FRAGMENTO SELECCIONADO:

La cuarta revolución industrial en curso se asemeja al lanzamiento de una moneda al aire. Complicado predecir las derivadas geoestratégicas, tecnológicas, culturales, políticas, morales, sociales y mercantiles que presenta el escenario global. Sea como sea y aunque no tenga demasiada conciencia de ello, la humanidad librará un combate consigo misma. En juego, su futuro. No será como en la gran batalla de Gaugamela que enfrentó a griegos y persas. Ni como en tantas y tantas contiendas que desde la Antigüedad nos han lisiado como género humano. Desconocemos el final del último desgarro porque el adversario somos nosotros mismos. Aquí rige otra lógica tan perversa o más que la experimentada en nuestra historia de tragedias y demoliciones. La moneda seguirá girando algunos años antes de caer al suelo y mostrar el desenlace. Por eso todo cuanto tenga que ver con darle algún significado humanista al destino común debe acometerse ahora.

QUÉ SE PIDE:
Indica si cada afirmación concuerda con el fragmento sobre la cuarta revolución industrial, respondiendo sí o no y citando literalmente las palabras del fragmento que lo deciden.
(a) El fragmento compara la cuarta revolución industrial con el lanzamiento de una moneda al aire.
(b) Según el fragmento, el combate de la humanidad consigo misma será como la batalla de Gaugamela.
(c) El fragmento sostiene que lo relacionado con dar un significado humanista al destino común debe emprenderse ahora.

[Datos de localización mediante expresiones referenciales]
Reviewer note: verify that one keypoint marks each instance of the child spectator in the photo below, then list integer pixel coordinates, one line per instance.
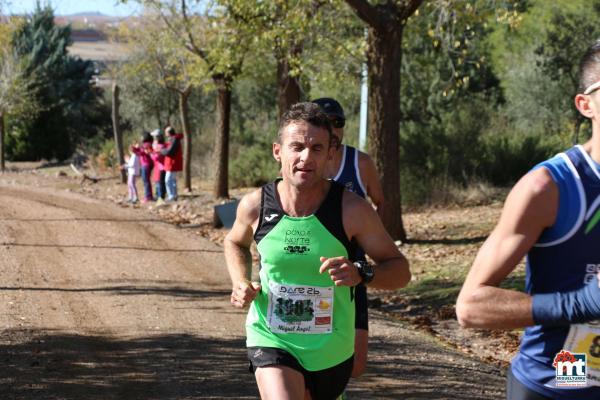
(133, 170)
(158, 174)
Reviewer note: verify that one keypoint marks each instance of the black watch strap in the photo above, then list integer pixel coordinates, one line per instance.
(365, 270)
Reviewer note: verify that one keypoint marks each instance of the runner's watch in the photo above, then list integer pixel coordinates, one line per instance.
(365, 270)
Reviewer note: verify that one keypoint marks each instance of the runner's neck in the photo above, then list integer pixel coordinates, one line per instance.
(301, 202)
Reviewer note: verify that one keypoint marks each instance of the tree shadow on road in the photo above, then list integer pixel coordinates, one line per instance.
(409, 369)
(57, 365)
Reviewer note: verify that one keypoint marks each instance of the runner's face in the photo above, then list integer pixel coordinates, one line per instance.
(303, 153)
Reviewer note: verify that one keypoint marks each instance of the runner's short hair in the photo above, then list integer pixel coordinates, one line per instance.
(589, 68)
(307, 112)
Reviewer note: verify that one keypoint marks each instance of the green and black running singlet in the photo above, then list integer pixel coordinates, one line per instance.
(298, 309)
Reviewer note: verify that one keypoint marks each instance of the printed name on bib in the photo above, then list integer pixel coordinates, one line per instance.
(300, 309)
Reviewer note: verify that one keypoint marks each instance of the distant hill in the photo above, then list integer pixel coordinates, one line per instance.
(86, 14)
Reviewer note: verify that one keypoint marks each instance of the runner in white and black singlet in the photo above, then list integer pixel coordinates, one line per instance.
(356, 171)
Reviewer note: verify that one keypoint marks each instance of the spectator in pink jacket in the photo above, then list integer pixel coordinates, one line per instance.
(158, 173)
(146, 165)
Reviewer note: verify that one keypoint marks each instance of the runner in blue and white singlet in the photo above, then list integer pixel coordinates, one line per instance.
(551, 216)
(356, 171)
(564, 258)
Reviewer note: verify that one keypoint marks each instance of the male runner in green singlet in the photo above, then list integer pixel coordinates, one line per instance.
(300, 326)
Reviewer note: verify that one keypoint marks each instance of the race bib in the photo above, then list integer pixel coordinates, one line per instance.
(585, 338)
(300, 309)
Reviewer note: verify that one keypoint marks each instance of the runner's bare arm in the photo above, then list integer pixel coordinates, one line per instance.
(391, 267)
(237, 250)
(530, 207)
(370, 178)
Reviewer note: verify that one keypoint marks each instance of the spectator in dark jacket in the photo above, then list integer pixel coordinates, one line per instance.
(173, 161)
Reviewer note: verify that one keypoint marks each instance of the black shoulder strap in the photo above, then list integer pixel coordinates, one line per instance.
(270, 211)
(330, 215)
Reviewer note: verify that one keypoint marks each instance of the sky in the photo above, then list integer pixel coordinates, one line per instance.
(66, 7)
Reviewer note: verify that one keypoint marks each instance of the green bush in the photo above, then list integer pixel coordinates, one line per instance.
(507, 158)
(254, 166)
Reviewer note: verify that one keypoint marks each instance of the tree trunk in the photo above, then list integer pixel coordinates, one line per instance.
(2, 163)
(384, 56)
(288, 87)
(221, 149)
(187, 139)
(117, 130)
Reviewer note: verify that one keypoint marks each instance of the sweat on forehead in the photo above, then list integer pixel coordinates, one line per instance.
(304, 112)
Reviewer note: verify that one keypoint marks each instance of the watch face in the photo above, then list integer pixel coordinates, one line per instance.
(365, 270)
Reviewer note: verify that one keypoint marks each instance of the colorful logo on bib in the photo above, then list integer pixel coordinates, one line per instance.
(297, 241)
(570, 369)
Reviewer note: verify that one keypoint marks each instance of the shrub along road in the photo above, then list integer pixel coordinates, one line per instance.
(104, 302)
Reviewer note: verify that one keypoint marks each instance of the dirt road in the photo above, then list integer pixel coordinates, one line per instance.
(103, 302)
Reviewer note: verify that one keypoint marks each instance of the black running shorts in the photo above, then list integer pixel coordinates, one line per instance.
(326, 384)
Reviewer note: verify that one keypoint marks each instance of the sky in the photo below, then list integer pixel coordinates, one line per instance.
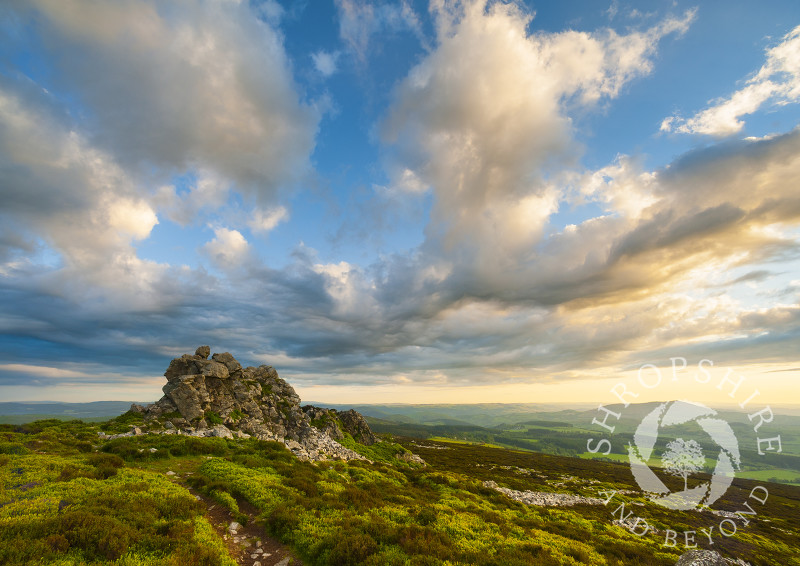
(400, 201)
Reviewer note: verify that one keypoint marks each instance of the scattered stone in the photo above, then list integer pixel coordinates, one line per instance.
(251, 402)
(701, 558)
(544, 498)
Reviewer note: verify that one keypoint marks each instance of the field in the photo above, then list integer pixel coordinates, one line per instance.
(68, 498)
(565, 432)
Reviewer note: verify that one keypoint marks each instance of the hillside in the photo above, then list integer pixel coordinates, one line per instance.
(71, 497)
(228, 468)
(560, 431)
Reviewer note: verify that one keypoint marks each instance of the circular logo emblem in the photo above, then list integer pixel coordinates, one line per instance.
(683, 458)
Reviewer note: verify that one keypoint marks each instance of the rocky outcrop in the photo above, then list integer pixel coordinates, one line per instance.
(336, 423)
(544, 498)
(701, 558)
(218, 397)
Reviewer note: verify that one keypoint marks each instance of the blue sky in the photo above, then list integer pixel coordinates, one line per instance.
(398, 201)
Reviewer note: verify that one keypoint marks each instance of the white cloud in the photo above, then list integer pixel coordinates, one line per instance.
(229, 249)
(267, 220)
(325, 62)
(484, 118)
(359, 20)
(778, 81)
(177, 85)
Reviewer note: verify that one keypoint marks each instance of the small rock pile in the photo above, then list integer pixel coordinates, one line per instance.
(544, 498)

RESPUESTA:
(a) Sí: «La cuarta revolución industrial en curso se asemeja al lanzamiento de una moneda al aire.»
(b) No: «No será como en la gran batalla de Gaugamela que enfrentó a griegos y persas.»
(c) Sí: «Por eso todo cuanto tenga que ver con darle algún significado humanista al destino común debe acometerse ahora.»